Count the lines in the entries below that contain the string "white". Give only the number.

[Begin EXTRACTED DATA]

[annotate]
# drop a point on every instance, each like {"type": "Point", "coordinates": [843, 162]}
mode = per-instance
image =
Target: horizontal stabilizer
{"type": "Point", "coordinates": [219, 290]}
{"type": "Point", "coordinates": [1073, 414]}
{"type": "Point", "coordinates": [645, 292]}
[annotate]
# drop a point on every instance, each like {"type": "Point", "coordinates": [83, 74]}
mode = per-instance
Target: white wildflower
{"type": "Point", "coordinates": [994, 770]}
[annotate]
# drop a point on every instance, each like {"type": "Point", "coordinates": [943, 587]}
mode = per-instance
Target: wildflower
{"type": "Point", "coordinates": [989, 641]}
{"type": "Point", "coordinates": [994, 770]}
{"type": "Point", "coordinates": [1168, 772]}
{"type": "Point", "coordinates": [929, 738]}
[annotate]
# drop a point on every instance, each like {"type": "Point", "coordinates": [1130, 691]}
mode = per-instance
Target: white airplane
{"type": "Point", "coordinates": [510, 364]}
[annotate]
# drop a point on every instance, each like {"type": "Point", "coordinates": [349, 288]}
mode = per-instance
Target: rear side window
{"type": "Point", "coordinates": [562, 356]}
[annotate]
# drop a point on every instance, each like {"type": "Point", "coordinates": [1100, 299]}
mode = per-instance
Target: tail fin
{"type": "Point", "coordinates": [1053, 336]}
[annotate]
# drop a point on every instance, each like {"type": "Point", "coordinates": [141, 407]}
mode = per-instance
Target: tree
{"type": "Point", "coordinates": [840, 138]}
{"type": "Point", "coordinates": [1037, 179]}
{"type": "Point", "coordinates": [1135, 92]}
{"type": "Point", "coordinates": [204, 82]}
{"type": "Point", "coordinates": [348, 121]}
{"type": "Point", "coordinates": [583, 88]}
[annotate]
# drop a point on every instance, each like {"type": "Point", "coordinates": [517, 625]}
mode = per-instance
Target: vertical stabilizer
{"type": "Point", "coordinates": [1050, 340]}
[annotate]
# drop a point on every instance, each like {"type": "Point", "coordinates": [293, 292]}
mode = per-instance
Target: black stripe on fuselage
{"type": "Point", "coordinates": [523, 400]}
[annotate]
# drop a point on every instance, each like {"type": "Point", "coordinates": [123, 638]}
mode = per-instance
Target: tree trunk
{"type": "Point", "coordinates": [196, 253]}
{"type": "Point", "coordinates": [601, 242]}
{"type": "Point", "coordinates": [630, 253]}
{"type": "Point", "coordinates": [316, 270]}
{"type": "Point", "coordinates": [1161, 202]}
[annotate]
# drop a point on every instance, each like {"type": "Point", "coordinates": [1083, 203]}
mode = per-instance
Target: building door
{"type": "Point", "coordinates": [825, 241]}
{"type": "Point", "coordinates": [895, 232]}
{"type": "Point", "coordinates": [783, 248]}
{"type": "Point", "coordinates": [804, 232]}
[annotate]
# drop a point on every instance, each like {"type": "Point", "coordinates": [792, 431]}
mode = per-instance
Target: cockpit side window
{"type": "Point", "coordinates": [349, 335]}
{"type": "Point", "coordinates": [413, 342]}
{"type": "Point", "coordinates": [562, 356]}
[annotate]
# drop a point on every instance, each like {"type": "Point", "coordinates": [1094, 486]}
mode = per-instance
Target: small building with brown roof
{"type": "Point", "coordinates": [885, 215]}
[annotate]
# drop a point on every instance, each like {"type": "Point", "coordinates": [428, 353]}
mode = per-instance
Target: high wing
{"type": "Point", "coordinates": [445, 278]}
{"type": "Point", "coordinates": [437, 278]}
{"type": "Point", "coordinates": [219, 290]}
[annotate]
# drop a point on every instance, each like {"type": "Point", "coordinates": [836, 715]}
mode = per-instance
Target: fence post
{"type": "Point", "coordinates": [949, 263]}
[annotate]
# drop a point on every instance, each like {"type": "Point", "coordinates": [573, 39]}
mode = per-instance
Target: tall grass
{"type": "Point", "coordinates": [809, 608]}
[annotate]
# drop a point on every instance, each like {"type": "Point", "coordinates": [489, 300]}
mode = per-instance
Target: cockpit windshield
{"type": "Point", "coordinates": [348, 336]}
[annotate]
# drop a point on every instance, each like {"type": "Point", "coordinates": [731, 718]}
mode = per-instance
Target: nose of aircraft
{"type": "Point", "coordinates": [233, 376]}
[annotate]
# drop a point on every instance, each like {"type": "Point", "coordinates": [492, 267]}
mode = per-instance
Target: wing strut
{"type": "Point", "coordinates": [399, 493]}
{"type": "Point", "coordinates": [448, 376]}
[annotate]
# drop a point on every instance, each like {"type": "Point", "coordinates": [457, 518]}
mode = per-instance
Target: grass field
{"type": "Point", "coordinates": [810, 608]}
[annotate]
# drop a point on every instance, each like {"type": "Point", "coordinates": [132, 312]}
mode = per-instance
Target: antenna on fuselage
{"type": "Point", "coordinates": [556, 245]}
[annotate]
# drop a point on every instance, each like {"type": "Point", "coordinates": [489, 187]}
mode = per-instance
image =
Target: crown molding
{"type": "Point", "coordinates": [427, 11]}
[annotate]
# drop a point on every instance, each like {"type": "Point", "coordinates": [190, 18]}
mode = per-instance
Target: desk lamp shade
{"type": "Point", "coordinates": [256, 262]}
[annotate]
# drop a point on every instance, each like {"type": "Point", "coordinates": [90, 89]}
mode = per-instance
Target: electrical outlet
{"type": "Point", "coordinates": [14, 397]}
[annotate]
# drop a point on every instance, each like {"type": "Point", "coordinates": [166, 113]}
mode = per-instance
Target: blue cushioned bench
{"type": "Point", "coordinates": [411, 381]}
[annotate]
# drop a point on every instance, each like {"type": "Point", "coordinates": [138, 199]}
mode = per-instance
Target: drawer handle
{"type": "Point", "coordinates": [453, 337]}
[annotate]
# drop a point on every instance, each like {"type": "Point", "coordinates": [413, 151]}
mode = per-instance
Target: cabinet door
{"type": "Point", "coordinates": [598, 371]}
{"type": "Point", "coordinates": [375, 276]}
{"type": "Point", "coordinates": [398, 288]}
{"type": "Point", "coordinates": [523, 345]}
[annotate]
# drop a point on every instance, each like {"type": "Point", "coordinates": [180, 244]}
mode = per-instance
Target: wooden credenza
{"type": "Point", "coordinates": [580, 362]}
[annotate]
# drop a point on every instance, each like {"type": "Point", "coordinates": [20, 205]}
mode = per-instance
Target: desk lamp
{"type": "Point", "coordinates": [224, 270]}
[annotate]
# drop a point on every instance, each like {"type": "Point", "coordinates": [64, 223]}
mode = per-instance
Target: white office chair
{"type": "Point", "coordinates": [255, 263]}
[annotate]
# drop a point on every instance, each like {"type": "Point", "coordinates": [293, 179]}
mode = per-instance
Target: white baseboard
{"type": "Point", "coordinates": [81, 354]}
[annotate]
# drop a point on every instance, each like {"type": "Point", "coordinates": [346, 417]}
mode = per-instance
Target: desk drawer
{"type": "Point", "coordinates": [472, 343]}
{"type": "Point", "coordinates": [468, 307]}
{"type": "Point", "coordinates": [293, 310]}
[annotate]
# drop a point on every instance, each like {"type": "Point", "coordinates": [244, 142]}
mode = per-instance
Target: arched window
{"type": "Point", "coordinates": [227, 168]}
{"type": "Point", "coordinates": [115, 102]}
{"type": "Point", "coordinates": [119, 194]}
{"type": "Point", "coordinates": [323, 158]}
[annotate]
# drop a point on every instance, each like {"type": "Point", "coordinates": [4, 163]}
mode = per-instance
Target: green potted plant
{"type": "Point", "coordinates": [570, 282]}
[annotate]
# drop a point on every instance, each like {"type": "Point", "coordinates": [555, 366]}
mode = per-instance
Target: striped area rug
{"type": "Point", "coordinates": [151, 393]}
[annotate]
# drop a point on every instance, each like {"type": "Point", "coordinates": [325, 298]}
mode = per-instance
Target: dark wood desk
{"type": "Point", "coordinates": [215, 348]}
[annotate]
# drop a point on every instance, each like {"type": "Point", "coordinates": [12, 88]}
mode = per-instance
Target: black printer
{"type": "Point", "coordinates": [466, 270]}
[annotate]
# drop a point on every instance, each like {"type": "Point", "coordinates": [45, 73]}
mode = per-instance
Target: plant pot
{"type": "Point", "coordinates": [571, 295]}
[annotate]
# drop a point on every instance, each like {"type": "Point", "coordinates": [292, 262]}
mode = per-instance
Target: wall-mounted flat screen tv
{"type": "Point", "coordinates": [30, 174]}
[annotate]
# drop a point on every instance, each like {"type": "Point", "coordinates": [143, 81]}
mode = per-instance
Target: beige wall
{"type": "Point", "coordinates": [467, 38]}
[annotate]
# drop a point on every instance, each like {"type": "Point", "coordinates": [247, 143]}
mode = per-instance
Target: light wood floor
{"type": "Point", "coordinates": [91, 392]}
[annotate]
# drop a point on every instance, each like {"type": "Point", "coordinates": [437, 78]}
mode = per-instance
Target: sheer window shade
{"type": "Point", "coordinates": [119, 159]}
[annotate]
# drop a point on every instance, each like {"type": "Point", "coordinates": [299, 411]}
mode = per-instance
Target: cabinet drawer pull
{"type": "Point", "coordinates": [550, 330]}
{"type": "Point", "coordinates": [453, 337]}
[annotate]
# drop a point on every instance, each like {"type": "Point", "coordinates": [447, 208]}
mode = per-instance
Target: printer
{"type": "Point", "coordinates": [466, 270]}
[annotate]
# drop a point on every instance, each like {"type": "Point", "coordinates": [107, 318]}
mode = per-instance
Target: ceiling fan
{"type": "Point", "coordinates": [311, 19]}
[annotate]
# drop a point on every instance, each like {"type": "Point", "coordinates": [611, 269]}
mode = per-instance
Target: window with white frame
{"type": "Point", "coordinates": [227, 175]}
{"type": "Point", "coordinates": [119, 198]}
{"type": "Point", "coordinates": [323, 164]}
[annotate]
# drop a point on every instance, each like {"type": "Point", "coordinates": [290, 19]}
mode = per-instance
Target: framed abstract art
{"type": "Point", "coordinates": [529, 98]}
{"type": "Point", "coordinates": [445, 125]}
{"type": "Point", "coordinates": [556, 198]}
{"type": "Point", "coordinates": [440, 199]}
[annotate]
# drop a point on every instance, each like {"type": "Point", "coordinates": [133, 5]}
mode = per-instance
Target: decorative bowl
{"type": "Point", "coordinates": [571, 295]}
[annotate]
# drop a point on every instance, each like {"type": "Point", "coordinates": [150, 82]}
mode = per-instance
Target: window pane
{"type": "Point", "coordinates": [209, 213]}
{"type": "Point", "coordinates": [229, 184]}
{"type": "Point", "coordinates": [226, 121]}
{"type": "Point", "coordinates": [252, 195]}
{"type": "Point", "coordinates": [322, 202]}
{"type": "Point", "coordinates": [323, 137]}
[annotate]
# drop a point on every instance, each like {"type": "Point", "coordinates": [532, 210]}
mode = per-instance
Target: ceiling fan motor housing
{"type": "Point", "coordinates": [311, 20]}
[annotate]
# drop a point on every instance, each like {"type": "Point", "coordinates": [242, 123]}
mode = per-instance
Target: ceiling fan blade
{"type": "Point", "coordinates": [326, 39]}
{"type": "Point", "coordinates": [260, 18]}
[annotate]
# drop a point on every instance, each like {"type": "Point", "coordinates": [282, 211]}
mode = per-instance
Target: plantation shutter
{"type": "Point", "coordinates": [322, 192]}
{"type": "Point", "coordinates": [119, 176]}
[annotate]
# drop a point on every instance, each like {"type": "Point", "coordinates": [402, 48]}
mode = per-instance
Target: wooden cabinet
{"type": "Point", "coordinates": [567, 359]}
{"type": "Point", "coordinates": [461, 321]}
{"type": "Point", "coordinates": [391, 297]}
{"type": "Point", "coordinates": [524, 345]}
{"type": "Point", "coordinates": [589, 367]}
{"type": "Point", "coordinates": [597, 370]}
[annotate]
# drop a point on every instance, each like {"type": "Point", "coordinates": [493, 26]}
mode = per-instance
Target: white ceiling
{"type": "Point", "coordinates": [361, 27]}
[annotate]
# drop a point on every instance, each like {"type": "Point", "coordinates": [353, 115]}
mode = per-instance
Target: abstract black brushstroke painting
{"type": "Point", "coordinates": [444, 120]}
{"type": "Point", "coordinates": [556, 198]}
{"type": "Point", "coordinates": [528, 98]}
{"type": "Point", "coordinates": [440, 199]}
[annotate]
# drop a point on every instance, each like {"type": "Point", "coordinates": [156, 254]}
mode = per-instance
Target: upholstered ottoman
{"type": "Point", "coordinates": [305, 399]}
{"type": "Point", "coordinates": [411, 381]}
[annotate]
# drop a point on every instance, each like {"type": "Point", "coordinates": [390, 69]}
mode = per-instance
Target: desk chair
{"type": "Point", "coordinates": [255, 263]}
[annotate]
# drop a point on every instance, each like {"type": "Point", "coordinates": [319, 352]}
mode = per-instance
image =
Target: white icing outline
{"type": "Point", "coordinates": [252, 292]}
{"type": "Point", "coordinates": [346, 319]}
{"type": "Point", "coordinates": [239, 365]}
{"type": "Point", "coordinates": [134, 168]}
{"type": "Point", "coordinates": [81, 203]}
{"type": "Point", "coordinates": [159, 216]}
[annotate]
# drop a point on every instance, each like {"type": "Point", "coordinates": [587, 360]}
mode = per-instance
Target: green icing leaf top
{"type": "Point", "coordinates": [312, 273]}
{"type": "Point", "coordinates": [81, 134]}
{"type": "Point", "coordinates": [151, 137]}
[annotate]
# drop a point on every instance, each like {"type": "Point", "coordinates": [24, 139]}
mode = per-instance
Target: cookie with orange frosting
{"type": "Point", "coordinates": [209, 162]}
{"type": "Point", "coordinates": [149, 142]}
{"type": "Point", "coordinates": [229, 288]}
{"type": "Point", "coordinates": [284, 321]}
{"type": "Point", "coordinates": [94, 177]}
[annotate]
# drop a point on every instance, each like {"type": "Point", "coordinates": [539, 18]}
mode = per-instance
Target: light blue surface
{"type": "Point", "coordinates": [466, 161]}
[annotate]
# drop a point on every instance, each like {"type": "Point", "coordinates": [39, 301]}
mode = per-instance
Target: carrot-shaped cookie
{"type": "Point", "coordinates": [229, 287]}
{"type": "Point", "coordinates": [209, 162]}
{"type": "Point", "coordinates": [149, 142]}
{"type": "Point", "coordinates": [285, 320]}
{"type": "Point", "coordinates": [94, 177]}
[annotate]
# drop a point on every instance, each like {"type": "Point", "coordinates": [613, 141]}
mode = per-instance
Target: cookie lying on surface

[End EXTRACTED DATA]

TASK RESPONSE:
7